WHAT YOU NEED TO DO - Pull out every line of the data below that contains the string "positive", matching case exactly.

SOURCE DATA -
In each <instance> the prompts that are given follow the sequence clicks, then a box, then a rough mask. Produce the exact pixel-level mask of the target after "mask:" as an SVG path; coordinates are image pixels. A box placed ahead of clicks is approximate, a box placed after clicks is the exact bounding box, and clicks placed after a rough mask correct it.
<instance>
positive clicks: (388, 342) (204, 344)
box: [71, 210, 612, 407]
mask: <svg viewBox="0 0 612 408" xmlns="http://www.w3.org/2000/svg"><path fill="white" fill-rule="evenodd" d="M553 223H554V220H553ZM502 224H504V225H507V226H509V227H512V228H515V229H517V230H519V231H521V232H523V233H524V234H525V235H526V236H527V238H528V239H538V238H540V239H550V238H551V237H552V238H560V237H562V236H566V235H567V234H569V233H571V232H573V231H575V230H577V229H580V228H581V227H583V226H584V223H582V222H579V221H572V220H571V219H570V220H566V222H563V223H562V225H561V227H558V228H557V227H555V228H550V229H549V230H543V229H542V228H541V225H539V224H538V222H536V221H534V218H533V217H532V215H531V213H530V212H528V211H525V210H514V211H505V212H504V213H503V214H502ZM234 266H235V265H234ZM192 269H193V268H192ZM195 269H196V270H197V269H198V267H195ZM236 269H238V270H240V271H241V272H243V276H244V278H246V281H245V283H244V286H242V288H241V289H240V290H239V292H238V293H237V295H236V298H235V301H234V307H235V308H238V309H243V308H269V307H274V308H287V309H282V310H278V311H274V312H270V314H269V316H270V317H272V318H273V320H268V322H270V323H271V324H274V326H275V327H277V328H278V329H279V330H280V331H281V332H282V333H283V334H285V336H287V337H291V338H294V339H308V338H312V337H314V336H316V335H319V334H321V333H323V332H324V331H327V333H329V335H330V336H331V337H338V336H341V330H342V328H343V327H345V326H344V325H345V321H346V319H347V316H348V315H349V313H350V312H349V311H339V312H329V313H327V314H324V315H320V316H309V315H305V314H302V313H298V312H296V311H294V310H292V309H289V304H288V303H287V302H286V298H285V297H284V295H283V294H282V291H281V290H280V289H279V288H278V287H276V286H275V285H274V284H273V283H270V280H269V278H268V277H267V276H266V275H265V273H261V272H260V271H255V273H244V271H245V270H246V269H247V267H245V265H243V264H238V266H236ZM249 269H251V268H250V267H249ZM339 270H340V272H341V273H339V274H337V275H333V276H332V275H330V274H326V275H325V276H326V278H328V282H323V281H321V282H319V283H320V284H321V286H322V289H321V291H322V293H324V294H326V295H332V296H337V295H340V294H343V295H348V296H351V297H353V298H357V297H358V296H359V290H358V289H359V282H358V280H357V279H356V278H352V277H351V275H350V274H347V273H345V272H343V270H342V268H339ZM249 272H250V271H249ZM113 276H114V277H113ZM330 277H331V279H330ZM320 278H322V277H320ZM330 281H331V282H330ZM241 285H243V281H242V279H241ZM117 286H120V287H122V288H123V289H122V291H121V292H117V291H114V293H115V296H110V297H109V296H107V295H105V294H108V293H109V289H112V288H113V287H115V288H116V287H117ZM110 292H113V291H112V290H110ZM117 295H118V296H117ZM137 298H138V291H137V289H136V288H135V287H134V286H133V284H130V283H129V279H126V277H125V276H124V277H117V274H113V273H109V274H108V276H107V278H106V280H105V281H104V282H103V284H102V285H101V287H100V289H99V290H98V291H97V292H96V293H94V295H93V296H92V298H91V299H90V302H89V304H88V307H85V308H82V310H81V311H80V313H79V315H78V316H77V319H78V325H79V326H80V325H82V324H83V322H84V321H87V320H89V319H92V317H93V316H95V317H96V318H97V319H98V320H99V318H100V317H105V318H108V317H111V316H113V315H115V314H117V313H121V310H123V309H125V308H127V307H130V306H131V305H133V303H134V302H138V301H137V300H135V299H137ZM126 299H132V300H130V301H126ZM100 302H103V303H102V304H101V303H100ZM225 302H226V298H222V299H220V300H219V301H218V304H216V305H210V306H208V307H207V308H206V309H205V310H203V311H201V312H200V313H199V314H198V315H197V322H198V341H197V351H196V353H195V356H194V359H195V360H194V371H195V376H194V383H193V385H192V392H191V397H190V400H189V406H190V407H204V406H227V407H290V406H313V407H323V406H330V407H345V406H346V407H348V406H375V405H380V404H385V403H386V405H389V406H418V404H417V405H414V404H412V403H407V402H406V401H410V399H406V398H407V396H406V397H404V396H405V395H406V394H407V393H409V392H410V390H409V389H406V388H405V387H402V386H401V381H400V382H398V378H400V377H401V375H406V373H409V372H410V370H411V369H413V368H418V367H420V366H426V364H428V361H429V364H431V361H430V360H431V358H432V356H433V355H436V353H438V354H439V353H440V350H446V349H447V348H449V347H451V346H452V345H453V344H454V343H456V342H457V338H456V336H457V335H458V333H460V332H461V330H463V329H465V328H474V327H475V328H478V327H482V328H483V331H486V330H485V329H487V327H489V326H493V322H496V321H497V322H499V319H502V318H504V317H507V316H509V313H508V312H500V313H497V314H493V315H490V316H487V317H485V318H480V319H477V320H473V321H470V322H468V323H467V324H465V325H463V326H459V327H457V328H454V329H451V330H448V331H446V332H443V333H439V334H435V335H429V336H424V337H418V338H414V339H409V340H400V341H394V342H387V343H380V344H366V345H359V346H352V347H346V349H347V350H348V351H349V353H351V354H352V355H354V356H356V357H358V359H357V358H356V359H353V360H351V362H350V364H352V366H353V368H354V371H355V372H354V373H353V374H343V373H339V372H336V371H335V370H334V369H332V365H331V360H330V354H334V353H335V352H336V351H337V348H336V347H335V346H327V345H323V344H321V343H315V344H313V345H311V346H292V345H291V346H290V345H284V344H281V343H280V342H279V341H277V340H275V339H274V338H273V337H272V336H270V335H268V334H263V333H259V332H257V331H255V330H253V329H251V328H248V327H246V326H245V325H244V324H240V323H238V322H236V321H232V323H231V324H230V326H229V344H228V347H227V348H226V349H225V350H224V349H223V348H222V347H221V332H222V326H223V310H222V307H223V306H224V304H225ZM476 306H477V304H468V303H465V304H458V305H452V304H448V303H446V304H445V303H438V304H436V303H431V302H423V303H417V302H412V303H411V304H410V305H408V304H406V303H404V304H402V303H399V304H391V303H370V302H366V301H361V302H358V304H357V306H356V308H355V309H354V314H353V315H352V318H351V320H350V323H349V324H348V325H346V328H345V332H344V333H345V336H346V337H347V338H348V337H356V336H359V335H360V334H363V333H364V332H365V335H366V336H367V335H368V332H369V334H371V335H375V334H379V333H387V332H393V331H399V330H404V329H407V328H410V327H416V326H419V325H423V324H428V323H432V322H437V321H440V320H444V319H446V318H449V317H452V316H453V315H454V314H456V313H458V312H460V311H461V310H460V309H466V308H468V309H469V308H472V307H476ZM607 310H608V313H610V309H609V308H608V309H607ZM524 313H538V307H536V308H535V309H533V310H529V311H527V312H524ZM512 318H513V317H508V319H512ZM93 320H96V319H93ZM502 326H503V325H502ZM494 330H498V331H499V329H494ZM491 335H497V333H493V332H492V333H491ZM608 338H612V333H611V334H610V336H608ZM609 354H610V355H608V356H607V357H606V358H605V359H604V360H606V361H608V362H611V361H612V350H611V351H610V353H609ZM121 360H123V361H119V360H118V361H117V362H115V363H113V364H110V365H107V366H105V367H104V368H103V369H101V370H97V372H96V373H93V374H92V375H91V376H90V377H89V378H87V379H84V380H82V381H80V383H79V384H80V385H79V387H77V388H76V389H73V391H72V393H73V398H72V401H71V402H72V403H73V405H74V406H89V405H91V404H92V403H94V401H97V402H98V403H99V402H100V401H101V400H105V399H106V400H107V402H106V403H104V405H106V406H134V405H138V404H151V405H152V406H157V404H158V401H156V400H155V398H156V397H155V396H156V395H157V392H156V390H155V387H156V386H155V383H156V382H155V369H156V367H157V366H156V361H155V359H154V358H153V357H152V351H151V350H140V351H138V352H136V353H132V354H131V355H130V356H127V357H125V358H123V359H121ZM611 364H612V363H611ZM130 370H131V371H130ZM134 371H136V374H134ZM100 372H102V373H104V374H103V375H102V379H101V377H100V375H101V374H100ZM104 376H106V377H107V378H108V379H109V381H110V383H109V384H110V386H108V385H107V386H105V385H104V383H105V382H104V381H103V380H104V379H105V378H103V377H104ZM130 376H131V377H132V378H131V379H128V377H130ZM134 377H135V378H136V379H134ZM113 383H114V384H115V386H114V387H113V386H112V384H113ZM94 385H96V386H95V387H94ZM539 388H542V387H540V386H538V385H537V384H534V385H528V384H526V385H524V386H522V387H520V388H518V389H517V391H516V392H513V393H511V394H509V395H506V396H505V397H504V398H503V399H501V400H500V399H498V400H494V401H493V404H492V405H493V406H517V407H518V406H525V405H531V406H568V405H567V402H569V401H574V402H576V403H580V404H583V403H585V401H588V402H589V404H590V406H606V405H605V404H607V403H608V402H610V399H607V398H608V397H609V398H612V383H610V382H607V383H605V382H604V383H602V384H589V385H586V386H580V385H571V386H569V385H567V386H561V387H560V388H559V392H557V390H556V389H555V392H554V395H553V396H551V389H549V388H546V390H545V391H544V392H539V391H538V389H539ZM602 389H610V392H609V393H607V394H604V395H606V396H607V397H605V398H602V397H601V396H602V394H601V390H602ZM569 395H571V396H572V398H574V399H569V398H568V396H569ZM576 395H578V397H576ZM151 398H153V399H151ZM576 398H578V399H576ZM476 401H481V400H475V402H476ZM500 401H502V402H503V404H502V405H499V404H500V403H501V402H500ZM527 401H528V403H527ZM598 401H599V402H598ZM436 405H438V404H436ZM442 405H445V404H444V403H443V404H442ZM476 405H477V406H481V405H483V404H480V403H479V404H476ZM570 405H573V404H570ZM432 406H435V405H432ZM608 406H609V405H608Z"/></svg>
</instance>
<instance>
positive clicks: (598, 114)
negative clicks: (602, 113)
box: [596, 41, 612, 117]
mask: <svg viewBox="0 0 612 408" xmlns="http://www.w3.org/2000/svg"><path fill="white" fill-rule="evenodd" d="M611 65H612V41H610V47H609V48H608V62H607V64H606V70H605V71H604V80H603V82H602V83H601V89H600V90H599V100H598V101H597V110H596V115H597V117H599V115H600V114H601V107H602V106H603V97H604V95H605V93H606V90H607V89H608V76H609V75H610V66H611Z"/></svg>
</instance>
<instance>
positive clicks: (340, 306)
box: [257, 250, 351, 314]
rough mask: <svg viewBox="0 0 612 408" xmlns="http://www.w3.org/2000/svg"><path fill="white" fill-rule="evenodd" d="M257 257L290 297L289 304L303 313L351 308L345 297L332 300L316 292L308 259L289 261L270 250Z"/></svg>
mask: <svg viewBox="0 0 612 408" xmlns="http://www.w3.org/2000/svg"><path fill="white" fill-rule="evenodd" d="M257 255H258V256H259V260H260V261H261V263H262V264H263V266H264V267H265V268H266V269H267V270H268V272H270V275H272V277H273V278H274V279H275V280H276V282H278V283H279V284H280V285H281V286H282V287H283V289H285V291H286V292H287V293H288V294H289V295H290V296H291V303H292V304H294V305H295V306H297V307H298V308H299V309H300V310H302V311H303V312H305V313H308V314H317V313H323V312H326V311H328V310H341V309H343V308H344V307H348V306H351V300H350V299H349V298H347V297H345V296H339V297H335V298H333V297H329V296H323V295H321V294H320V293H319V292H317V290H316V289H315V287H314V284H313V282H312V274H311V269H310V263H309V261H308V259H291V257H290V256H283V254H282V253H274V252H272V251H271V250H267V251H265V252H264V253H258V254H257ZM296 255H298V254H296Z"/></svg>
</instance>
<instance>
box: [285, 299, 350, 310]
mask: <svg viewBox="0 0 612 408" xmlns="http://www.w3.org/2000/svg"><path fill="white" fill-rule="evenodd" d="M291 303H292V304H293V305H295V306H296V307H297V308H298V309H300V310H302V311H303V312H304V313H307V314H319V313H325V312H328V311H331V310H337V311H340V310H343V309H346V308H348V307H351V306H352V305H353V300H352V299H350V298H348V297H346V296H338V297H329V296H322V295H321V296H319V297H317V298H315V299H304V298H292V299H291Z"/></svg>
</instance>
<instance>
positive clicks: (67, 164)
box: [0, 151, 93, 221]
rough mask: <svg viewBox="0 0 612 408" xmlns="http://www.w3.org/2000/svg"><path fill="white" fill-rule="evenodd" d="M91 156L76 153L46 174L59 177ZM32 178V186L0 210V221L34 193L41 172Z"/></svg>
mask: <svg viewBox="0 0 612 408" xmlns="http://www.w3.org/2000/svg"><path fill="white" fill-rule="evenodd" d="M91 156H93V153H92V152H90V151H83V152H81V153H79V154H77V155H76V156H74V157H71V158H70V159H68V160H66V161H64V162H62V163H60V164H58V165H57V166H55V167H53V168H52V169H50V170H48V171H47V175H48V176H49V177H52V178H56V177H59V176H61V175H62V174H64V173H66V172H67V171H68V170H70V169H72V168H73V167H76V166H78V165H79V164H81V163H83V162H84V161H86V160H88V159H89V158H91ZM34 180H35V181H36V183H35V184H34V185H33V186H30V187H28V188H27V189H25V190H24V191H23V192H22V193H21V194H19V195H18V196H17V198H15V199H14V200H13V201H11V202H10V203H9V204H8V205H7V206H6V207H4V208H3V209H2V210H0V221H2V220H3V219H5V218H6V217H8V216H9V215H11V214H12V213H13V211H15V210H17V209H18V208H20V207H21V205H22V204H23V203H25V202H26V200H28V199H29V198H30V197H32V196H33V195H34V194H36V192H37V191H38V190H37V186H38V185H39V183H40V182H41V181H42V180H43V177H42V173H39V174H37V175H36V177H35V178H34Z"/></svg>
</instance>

ANSWER SECTION -
positive clicks: (388, 342) (204, 344)
positive clicks: (598, 114)
positive clicks: (340, 306)
positive clicks: (67, 164)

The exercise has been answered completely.